Work instructions ::
Could the data below be copied exactly, minus the pictures?

*** Opening Source data ***

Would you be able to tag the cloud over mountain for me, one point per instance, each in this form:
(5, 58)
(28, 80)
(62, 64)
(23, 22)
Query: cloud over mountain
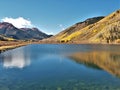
(19, 22)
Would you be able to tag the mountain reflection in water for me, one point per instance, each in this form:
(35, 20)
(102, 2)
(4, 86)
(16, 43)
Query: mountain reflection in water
(108, 61)
(16, 59)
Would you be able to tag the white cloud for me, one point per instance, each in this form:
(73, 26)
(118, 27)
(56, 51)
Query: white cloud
(19, 22)
(61, 26)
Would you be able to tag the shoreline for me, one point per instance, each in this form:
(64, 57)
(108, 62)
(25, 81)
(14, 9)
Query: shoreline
(11, 45)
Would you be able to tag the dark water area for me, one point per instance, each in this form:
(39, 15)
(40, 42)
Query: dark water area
(61, 67)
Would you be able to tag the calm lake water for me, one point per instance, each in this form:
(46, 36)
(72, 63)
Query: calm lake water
(61, 67)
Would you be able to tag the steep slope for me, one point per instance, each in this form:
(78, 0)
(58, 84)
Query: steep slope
(11, 31)
(107, 30)
(3, 38)
(77, 27)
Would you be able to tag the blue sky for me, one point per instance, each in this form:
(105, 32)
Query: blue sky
(52, 16)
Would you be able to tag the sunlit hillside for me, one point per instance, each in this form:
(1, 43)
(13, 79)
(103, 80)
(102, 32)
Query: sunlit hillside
(106, 30)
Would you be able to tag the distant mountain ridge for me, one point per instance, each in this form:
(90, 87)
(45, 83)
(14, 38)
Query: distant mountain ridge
(93, 30)
(8, 30)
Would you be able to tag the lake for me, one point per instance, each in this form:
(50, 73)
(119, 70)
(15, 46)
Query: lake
(61, 67)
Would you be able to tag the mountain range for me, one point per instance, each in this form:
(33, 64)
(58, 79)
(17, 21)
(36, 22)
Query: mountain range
(102, 29)
(94, 30)
(8, 30)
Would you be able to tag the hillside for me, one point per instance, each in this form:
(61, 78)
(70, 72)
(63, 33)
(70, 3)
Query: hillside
(3, 38)
(106, 30)
(11, 31)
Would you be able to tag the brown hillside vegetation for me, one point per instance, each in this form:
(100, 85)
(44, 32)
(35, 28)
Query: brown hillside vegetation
(106, 30)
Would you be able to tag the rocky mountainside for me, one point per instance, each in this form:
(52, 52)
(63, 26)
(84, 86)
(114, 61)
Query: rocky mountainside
(104, 30)
(77, 27)
(11, 31)
(3, 38)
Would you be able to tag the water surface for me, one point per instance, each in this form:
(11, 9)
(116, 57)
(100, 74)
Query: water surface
(61, 67)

*** Closing Source data ***

Solution to this exercise ::
Would you be able to tag the cloud over mountain for me, one point per instance, each in this form:
(5, 58)
(28, 80)
(62, 64)
(23, 22)
Query: cloud over mountain
(19, 22)
Would you be able to tag the mountain reflection in water for me, one point per instance, each in this form:
(35, 20)
(102, 2)
(4, 86)
(16, 43)
Query: mountain reflection in water
(108, 61)
(16, 59)
Would you be able to tag the white cloud for me, one point per instance, each in this form:
(73, 26)
(118, 27)
(56, 51)
Query: white cloud
(19, 22)
(61, 26)
Would you be able to tag the shoreline for me, one point per instance, each in this form:
(64, 57)
(108, 62)
(25, 81)
(14, 9)
Query: shoreline
(11, 45)
Would you be able to tag the dark water area for me, one point per instance, each in this form:
(39, 15)
(40, 42)
Query: dark water area
(61, 67)
Would you be able to tag the calm lake water for me, one point per instance, each in this form:
(46, 36)
(72, 63)
Query: calm lake water
(61, 67)
Would you be able to tag the steep slope for me, one point per instance, each in this form:
(78, 0)
(58, 84)
Query: steep slope
(11, 31)
(107, 30)
(3, 38)
(77, 27)
Would you be able to tag the blue sky for me, one point per instance, each in this form:
(105, 32)
Query: blue sky
(52, 16)
Would you be able to tag the sunlit hillside for me, one point per instance, each in this form:
(1, 43)
(13, 79)
(103, 80)
(102, 32)
Query: sunlit hillside
(106, 30)
Would you be able to tag the distant mountain ridge for me, one point per instance, each in this form:
(90, 87)
(45, 83)
(14, 38)
Query: distant mountain ridge
(93, 30)
(8, 30)
Would you be able to tag the lake for me, one point per instance, each in this form:
(50, 73)
(119, 70)
(15, 46)
Query: lake
(61, 67)
Would you be able to tag the mountain range for me, one point per instance, each in this form:
(33, 64)
(58, 79)
(17, 21)
(36, 22)
Query: mountain range
(102, 29)
(94, 30)
(8, 30)
Would you be able to tag the hillside for me, one point per instance, each in this form:
(61, 78)
(70, 72)
(63, 33)
(70, 3)
Query: hillside
(3, 38)
(106, 30)
(11, 31)
Would you be able to tag the brown hillside vegetation for me, one point per instance, each in this form:
(100, 85)
(44, 32)
(35, 28)
Query: brown hillside vegetation
(106, 30)
Would you be able to tag the rocky mountainside for me, one point per instance, each in this form:
(52, 52)
(63, 26)
(84, 86)
(114, 61)
Query: rocky mountainside
(104, 30)
(77, 27)
(11, 31)
(3, 38)
Would you be able to tag the water surface for me, one point per instance, each in this form:
(11, 9)
(116, 57)
(100, 74)
Query: water surface
(61, 67)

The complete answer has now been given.